---------- Material provided ----------

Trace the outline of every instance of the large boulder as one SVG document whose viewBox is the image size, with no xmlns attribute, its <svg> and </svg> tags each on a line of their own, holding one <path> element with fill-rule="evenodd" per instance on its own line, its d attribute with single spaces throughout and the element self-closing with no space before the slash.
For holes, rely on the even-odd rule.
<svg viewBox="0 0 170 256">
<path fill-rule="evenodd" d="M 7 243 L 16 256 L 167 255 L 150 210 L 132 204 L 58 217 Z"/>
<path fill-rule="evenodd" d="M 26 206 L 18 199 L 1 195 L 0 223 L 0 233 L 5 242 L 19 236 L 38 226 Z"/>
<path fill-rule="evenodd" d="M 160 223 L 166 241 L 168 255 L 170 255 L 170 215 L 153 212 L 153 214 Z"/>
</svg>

----------

Instructions to follow: Please reproduce every line of the entries above, requests included. In the answers, scale each viewBox value and path coordinate by 0.3 and round it to the nearest whole number, rounding halves up.

Task result:
Trace the outline of every instance of the large boulder as one SVG document whose viewBox is the image size, with no xmlns attribute, its <svg> and </svg> tags each on a line of their own, holding one <path> element with fill-rule="evenodd" per instance on its own line, its d attribute with single spaces throughout and the element self-closing with no space before the slash.
For holes, rely on the even-odd rule.
<svg viewBox="0 0 51 77">
<path fill-rule="evenodd" d="M 2 73 L 5 77 L 50 77 L 45 63 L 40 61 L 17 65 Z"/>
<path fill-rule="evenodd" d="M 8 62 L 5 60 L 0 59 L 0 67 L 0 70 L 2 73 L 6 71 L 11 68 Z"/>
<path fill-rule="evenodd" d="M 48 67 L 50 72 L 50 77 L 51 77 L 51 65 L 46 64 L 46 64 Z"/>
</svg>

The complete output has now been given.